Dismissals with prejudice are drastic remedies that are to be used only where a lesser sanction would not better serve the interests of justice. Justice, 6 F.3d at 1482 n.15. Thus, dismissals with prejudice are inappropriate unless the district court finds both that a clear record of delay or willful misconduct exists and that lesser sanctions are inadequate to correct such conduct. Zocaras v. Castro, 465 F.3d 479, 483 (11th Cir. 2006) (involving sanctions under Fed. R. Civ. P. 41(b)). Mere negligence is insufficient to justify a finding of delay or willful misconduct. Id. We previously have held that cutting off a plaintiff's potentially meritorious action is an unduly harsh sanction for failing to prosecute her claim or comply with a court order, absent willful or contumacious conduct. See Justice, 6 F.3d at 1481.

Here, even assuming the district court was within its discretion to dismiss Levy's complaint based on the information it had at the time (that Levy had failed to timely respond to the order to show cause), the court's subsequent denial of relief under Rule 60(b) amounted to an abuse of discretion. The district court's dismissal of Levy's complaint, which effectively was with prejudice, was unjustified under the circumstances.

First, the district court's dismissal of Levy's complaint was with prejudice. Under Rule 41(b), the district court's dismissal order—which failed to state whether the dismissal was with or without prejudice—operated as a dismissal with prejudice. Even if the district court's later clarification that its intent was to dismiss without prejudice could override the dictates of Rule 41(b), the court's dismissal effectively was with prejudice because refiling the complaint would cause Levy's new claim to be barred by the statute of limitations.4 See Justice, 6 F.3d at 1482 & n.15.

Second, this with-prejudice dismissal was not, as required, accompanied by a finding of delay or willful misconduct and a determination that lesser sanctions would be inadequate. See Zocaras, 465 F.3d at 483. Indeed, Levy's failure to respond to the show cause order was, at most, the result of negligence. See id. (noting that mere negligence is insufficient to support dismissal with prejudice). Levy provided evidence that she was actively prosecuting her case at the time of dismissal by seeking and obtaining a waiver of service from Norwegian prior to the February 19 deadline and within the 90 day time limit for service set out in Rule 4(m) of the Federal Rules of Civil Procedure, and neither the district court nor Norwegian identified any reason to believe that Levy was willfully delaying the proceedings. See Zocaras, 465 F.3d at 483. Indeed, to the extent there was any delay attributable to Levy—by, for example, her failure to obtain CM/ECF access to receive electronic court notifications—she explained in detail her legitimate reasons for it. The district court had no principled reason to reject these uncontroverted explanations. By failing to take into account Levy's explanations and entering a dismissal with prejudice based on conduct amounting, at worst, to negligence, the district court abused its discretion in denying Levy Rule 60(b) relief. See Rance, 583 F.3d at 1286.

_Exercise set_:
1. Answer these questions from the dismissal opinion:
(a) What two findings must a district court make before a dismissal with prejudice is appropriate?
(b) What would bar Levy's new claim if she refiled the complaint?
(c) From whom did Levy seek and obtain a waiver of service?
2. Decide whether each statement agrees with the dismissal opinion, and quote the words that settle it:
(a) Mere negligence can justify a finding of willful misconduct.
(b) The dismissal order stated that the dismissal was without prejudice.
(c) Levy obtained a waiver of service before the February 19 deadline.
3. Continue the dismissal opinion from its last sentence.

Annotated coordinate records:
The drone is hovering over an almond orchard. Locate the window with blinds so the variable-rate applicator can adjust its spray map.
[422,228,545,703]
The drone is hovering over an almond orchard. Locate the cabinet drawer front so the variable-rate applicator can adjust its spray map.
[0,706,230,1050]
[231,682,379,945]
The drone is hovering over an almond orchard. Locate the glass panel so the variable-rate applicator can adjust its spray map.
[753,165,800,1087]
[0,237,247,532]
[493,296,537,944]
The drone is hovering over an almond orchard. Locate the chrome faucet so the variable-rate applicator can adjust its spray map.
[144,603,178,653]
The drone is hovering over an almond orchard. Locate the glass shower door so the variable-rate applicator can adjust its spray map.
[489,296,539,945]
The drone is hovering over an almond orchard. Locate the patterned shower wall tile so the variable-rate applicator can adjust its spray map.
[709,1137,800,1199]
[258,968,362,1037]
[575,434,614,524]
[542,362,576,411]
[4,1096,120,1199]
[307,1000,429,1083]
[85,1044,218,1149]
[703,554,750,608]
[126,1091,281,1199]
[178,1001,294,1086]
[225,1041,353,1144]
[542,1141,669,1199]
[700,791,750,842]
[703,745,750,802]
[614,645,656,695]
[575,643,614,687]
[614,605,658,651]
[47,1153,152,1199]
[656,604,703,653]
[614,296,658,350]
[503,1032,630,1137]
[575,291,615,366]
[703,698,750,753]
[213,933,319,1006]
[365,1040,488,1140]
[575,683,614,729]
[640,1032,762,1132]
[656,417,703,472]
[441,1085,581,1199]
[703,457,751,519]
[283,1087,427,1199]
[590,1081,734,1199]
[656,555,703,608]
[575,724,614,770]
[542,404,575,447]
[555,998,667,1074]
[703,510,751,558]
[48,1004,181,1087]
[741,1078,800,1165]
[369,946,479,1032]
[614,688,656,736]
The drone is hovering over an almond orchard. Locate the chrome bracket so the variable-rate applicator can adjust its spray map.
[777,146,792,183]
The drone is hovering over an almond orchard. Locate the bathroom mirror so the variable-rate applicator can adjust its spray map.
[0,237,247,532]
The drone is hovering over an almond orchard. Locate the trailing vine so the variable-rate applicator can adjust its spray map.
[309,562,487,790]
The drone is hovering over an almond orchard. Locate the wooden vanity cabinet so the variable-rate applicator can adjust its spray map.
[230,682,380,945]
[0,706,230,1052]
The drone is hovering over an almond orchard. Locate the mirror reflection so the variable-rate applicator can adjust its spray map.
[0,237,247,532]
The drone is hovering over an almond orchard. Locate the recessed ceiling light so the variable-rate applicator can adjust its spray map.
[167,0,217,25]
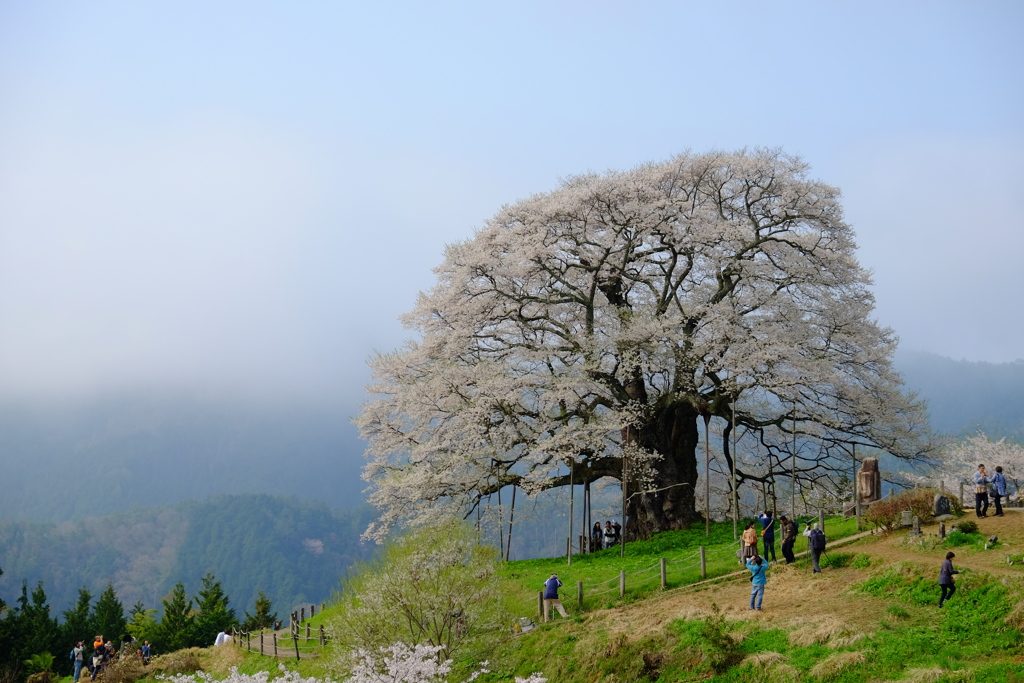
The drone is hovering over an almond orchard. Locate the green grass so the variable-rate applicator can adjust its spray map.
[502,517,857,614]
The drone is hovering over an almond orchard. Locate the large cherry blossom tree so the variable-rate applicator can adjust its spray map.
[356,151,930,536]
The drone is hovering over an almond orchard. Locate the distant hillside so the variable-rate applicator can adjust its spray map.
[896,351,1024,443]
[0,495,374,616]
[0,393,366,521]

==

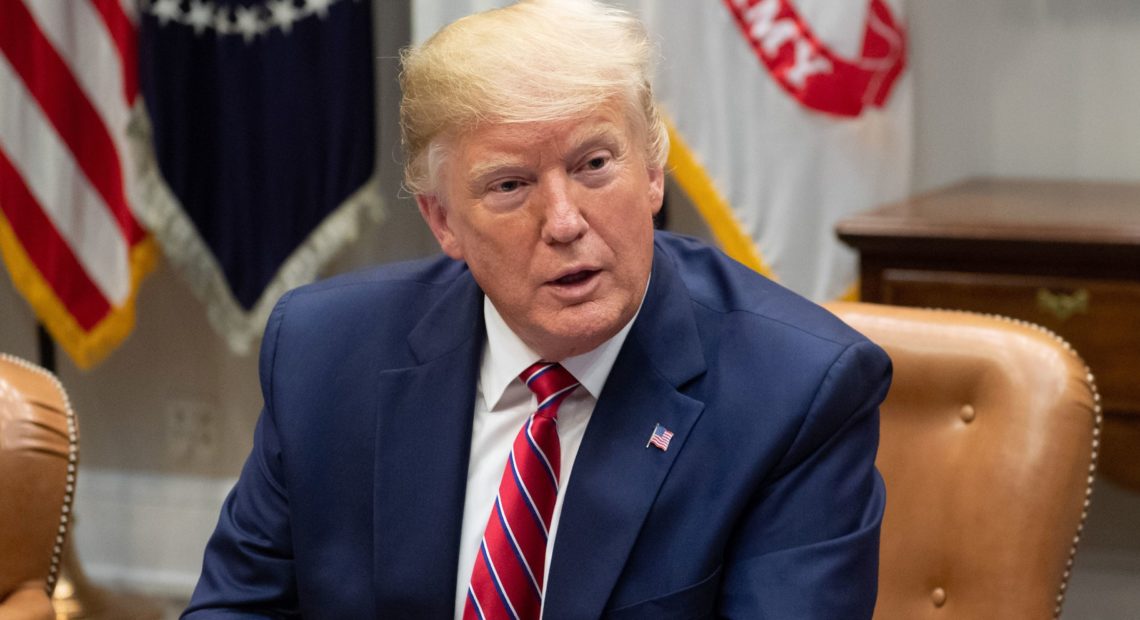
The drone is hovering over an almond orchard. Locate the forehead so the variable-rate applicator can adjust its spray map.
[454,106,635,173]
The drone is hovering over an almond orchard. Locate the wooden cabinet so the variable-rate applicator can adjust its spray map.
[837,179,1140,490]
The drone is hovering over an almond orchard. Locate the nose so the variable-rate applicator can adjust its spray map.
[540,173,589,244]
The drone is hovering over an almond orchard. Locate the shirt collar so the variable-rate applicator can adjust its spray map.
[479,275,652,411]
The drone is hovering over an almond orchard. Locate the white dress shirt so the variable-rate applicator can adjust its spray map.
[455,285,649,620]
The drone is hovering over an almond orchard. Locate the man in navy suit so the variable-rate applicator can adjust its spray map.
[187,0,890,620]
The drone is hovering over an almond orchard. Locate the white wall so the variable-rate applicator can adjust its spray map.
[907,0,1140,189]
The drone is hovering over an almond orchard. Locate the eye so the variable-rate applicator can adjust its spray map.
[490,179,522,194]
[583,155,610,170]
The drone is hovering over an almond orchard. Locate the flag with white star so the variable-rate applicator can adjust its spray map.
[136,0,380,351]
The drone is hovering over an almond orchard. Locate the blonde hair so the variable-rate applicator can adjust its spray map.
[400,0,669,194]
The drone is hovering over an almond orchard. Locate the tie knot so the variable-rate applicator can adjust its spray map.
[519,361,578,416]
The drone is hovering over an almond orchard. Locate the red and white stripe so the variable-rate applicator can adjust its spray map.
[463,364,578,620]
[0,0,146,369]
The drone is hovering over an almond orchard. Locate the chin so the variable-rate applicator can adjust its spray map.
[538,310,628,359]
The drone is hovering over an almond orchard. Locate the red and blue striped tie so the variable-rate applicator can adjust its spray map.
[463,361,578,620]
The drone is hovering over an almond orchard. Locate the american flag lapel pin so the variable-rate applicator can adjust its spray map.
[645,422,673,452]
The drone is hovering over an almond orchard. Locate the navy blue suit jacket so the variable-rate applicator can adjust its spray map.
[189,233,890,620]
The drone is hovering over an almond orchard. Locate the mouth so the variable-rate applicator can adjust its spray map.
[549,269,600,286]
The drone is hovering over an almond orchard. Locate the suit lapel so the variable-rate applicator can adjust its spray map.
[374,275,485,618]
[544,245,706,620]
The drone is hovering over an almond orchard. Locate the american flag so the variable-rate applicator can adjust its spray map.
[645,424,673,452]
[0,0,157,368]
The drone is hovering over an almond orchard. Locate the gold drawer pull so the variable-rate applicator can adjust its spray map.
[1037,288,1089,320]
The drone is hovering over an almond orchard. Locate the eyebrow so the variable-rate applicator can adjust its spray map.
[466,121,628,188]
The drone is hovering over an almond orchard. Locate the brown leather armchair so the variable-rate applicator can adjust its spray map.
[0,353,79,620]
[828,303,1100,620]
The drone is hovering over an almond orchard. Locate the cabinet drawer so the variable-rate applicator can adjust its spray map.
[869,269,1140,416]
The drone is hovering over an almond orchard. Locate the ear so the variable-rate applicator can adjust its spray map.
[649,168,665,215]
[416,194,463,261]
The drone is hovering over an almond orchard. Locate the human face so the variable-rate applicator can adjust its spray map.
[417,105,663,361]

--

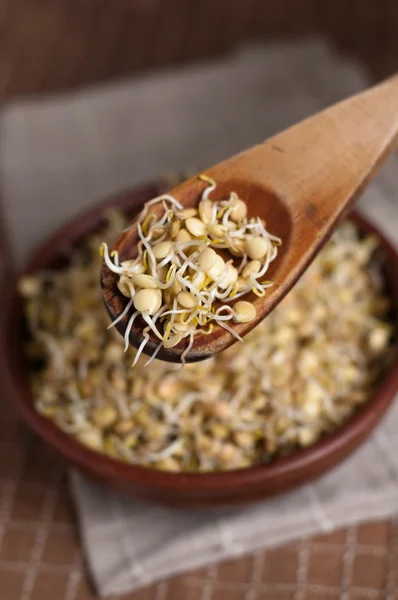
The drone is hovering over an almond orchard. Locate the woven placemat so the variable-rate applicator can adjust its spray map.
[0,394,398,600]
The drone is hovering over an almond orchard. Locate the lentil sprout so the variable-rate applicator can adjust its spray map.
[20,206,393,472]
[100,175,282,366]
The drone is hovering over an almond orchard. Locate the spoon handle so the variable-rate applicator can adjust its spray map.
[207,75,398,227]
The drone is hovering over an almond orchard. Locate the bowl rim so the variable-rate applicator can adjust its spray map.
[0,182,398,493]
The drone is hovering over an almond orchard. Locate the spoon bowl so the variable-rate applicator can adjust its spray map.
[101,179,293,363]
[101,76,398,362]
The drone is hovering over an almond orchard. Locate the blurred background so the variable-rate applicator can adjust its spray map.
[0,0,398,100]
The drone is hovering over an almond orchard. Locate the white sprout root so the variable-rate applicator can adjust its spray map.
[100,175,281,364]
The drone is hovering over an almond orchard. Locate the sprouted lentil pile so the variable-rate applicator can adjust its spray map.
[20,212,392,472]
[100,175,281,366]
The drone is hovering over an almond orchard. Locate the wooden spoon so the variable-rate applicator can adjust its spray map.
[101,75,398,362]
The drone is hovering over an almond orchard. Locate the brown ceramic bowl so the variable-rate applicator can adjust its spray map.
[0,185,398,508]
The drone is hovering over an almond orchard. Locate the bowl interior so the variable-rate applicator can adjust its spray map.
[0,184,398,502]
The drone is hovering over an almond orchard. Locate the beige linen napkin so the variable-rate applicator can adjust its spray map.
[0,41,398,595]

_Results of the tasks_:
1.
(a) The court must find that a clear record of delay or willful misconduct exists and that lesser sanctions are inadequate to correct such conduct.
(b) The statute of limitations.
(c) Norwegian.

2.
(a) No. "Mere negligence is insufficient to justify a finding of delay or willful misconduct."
(b) No. "which failed to state whether the dismissal was with or without prejudice"
(c) Yes. "by seeking and obtaining a waiver of service from Norwegian prior to the February 19 deadline"

3.
Therefore, we vacate the orders denying Levy's motions for relief from judgment and remand for further proceedings.

VACATED AND REMANDED.

FOOTNOTES

1.   Because we vacate and remand, Levy's pending “Motion for Leave to Supplement the Appellate Record and/or to Take Judicial Notice of Certain Facts” is DENIED as moot.

2.   Levy also argues that the forum selection clause in her passenger ticket contracts should be voided and the case should be transferred to the Southern District of New York. The district court expressly declined to address these issues; thus, they are not properly before us at this time. Ingram v. Comm'r of Soc. Sec. Admin., 496 F.3d 1253, 1267 (11th Cir. 2007) (“When the district court does not address an issue, the better course of action often is to reverse the order of the district court and remand.”). The district court may wish to entertain these arguments on remand.

3.   “Doc.” refers to the numbered entry onto the district court's docket in this case.

4.   For this reason, the district court was incorrect when, in its order denying Levy's second Rule 60(b) motion, it stated that Levy could simply refile her claim in the Southern District of New York.